* REQUIREMENTS: Locate each line of the material below that contains the string "patterned", matching case exactly, and copy those lines.

* Entries from a dataset:
○ ○ ○ ○ ○

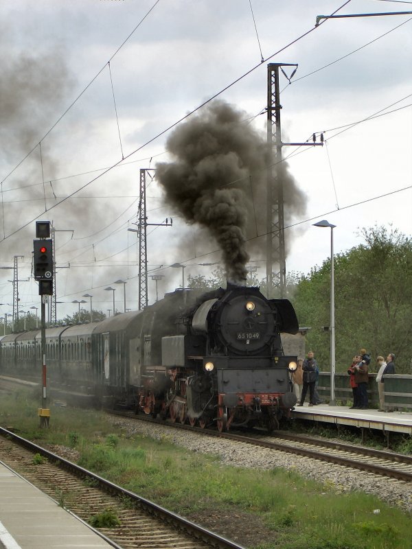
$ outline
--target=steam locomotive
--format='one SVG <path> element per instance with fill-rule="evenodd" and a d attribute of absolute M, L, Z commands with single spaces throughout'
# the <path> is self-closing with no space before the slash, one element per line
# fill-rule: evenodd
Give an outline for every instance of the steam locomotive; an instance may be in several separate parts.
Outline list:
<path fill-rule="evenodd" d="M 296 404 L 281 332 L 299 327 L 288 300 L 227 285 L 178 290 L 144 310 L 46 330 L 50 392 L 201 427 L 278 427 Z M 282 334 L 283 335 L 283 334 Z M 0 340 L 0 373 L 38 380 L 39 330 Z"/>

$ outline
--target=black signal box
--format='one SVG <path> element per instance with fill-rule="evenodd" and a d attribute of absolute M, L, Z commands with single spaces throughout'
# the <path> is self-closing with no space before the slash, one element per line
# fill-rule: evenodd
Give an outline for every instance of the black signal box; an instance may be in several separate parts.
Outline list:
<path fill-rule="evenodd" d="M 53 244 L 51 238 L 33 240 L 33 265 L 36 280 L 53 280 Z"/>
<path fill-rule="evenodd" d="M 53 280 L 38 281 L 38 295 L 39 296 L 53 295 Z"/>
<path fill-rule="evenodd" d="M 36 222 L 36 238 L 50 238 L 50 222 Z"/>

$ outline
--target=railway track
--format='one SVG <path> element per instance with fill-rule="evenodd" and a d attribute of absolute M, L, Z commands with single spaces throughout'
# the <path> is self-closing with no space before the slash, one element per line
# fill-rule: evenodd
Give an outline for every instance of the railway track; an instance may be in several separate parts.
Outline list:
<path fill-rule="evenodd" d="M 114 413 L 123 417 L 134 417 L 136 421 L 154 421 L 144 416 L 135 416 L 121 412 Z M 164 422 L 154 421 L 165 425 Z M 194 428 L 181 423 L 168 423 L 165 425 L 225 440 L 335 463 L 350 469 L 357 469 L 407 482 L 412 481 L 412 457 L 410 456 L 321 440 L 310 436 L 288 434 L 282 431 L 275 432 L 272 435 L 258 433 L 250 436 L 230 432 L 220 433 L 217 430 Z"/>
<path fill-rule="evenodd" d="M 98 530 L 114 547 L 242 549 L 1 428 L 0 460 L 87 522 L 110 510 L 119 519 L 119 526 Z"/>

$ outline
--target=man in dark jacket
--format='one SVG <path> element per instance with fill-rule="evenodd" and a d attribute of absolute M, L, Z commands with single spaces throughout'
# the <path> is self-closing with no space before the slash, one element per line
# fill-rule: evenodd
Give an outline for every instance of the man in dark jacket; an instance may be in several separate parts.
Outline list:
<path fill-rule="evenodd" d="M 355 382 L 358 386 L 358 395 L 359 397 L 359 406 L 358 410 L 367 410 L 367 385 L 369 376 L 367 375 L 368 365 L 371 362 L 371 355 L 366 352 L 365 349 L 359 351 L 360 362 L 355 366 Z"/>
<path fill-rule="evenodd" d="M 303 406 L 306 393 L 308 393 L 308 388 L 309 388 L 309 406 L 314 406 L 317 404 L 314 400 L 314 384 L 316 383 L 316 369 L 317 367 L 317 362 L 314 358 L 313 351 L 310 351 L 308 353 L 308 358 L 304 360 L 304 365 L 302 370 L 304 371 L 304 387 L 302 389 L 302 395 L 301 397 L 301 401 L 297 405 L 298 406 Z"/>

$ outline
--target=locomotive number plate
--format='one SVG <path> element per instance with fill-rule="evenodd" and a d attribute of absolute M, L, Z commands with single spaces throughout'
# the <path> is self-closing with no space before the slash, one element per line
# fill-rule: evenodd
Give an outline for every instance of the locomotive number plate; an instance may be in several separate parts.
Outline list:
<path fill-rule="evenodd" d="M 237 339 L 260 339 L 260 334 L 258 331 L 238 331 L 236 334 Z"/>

○ ○ ○ ○ ○

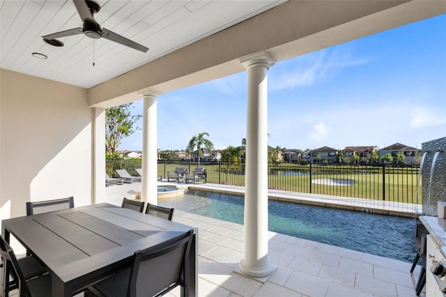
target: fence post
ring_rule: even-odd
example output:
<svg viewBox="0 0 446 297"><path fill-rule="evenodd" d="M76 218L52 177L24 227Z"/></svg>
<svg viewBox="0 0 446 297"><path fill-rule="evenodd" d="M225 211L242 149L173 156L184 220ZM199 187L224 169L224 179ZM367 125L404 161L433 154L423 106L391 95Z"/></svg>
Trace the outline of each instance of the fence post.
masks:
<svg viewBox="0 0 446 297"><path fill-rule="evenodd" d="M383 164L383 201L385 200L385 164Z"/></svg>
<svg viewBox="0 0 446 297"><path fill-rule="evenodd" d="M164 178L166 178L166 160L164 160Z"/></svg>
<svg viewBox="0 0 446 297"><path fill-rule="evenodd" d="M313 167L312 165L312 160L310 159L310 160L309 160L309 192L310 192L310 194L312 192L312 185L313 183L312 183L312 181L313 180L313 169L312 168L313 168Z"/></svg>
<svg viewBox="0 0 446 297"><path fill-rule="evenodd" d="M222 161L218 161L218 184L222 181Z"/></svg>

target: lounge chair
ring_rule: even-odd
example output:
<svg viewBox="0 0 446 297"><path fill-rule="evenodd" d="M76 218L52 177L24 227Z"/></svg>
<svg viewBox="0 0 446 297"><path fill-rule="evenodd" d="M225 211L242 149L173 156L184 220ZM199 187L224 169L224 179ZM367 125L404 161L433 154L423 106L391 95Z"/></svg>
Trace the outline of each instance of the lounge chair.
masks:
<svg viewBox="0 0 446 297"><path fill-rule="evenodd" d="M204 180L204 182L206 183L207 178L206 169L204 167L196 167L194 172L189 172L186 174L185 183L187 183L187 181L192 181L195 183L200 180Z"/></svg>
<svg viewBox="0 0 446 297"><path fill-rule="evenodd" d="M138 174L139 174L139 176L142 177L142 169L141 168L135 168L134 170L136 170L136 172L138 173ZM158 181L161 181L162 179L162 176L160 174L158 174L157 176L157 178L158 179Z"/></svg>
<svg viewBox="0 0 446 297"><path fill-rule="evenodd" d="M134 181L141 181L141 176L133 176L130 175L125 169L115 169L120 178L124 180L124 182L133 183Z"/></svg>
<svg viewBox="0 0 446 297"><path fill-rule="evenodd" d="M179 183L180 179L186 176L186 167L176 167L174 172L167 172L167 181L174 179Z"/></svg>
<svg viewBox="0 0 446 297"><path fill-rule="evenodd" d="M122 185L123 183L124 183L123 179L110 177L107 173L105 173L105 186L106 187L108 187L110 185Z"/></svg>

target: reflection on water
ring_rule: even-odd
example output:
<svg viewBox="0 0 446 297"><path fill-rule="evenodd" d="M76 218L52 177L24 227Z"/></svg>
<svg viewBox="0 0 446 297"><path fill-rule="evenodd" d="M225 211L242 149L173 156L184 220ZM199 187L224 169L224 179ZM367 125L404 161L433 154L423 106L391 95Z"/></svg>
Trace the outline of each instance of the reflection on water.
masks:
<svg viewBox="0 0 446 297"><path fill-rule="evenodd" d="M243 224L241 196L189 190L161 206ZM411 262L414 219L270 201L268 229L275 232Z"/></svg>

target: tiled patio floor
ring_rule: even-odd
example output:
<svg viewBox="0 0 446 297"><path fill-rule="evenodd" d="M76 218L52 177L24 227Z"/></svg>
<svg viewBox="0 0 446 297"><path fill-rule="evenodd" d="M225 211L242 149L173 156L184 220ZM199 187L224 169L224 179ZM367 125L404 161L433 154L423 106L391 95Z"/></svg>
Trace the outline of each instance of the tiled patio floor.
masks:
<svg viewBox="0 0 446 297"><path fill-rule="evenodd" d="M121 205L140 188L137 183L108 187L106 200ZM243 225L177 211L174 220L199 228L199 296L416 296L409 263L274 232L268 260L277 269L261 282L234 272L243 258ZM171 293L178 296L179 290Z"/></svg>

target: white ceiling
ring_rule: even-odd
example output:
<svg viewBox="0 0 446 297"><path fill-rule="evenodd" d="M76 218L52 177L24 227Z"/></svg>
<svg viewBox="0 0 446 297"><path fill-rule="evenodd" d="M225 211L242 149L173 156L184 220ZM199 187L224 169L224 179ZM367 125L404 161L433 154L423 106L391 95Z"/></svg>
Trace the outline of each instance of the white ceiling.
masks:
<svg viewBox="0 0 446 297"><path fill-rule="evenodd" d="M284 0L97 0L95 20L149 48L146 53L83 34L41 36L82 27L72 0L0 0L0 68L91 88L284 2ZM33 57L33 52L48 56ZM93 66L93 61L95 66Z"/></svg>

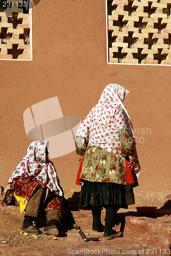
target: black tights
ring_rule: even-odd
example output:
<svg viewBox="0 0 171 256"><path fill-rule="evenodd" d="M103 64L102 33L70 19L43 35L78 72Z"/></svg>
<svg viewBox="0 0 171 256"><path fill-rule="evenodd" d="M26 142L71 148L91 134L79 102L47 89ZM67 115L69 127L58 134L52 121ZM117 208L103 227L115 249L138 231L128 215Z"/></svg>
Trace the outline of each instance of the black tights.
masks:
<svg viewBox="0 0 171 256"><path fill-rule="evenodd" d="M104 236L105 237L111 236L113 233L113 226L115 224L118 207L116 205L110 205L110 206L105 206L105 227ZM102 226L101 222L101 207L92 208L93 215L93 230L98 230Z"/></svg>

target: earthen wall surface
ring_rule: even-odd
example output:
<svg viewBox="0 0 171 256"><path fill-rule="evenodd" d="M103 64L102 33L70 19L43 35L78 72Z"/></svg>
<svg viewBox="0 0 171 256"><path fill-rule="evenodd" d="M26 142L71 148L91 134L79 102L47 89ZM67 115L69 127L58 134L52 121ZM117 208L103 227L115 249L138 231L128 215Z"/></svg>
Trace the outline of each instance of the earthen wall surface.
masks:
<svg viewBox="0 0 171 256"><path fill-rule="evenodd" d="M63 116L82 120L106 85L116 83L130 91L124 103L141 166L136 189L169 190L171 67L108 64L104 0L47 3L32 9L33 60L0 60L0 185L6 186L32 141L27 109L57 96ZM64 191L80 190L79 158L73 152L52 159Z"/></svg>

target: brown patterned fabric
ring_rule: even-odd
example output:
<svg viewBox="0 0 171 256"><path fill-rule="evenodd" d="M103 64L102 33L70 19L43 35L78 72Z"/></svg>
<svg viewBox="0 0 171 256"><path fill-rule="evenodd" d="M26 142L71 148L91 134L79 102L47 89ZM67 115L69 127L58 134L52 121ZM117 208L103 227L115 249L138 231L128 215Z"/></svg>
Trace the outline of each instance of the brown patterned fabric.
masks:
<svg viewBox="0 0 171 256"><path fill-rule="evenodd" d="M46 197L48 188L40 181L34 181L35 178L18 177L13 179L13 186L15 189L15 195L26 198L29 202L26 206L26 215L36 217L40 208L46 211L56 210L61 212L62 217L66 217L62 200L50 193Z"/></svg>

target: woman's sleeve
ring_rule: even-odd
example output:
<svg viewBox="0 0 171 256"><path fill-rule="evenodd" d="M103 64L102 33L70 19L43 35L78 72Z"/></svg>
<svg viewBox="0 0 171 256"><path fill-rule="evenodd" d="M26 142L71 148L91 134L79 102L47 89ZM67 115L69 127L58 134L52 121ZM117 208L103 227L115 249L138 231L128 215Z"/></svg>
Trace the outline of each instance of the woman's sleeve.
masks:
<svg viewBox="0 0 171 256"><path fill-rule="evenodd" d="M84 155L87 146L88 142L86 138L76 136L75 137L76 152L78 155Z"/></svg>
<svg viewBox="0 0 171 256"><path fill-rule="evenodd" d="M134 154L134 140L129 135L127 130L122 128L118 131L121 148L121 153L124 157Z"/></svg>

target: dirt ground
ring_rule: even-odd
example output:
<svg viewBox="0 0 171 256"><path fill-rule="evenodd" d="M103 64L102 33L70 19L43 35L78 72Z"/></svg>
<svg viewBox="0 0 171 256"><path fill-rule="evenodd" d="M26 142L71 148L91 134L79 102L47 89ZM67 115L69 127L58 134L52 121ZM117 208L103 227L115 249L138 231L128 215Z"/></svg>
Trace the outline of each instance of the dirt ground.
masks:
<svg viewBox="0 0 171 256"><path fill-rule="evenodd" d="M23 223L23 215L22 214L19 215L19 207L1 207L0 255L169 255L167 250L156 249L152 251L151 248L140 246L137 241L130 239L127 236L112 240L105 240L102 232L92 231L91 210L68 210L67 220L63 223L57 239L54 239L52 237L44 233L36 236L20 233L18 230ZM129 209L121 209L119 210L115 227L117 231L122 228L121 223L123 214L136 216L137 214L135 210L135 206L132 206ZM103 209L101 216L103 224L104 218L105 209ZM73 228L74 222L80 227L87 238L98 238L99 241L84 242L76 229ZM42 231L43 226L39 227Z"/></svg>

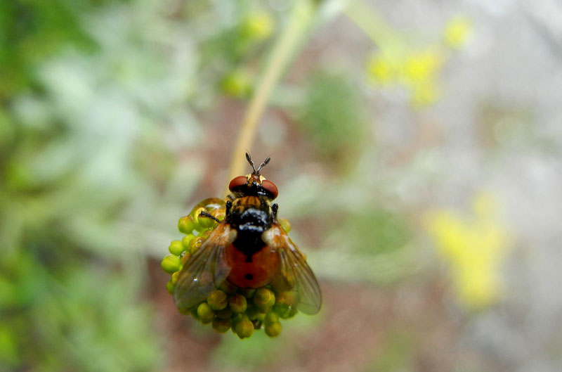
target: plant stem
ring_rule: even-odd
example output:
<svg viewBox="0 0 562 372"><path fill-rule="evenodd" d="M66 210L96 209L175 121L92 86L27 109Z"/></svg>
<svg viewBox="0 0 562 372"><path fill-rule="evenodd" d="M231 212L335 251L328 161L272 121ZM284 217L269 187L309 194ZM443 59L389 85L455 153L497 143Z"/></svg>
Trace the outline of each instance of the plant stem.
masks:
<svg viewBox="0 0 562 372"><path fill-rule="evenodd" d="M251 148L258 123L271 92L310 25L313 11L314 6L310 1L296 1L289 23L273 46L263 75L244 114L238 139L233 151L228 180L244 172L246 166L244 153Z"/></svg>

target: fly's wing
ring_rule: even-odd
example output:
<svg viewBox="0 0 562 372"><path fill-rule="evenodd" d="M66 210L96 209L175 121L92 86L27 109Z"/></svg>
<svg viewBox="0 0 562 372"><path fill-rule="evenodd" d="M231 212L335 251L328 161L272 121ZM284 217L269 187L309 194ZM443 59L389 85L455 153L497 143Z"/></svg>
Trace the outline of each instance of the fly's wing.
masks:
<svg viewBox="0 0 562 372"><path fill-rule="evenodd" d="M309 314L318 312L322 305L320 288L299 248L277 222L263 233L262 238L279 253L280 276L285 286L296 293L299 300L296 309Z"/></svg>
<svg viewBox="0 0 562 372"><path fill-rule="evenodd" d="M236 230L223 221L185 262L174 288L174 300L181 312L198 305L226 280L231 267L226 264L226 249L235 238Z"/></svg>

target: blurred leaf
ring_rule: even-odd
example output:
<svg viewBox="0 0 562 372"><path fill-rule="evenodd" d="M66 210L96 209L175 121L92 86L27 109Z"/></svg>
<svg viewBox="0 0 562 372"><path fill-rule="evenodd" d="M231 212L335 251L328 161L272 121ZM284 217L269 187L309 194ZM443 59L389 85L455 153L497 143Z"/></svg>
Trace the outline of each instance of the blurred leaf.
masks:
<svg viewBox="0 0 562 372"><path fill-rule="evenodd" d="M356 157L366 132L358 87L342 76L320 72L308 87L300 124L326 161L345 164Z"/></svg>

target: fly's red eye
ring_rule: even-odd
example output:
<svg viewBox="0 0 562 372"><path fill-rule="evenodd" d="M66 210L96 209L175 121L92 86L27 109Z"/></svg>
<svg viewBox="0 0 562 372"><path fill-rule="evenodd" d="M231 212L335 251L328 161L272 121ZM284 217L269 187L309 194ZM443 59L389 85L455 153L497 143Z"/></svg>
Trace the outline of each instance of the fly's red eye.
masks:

○ ○ ○ ○ ○

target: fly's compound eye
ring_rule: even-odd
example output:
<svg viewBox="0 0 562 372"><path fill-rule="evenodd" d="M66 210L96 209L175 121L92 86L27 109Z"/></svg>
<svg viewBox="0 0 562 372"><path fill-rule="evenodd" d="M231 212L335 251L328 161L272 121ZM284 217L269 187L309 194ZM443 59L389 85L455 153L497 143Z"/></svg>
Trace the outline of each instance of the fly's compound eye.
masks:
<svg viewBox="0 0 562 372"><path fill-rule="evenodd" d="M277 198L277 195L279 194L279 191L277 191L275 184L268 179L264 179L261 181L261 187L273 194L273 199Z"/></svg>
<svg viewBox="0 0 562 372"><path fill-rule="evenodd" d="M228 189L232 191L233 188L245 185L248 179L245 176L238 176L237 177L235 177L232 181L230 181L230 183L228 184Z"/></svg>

○ ○ ○ ○ ○

* TASK SOLUTION:
target: brown patterned fabric
Trace the outline of each instance of the brown patterned fabric.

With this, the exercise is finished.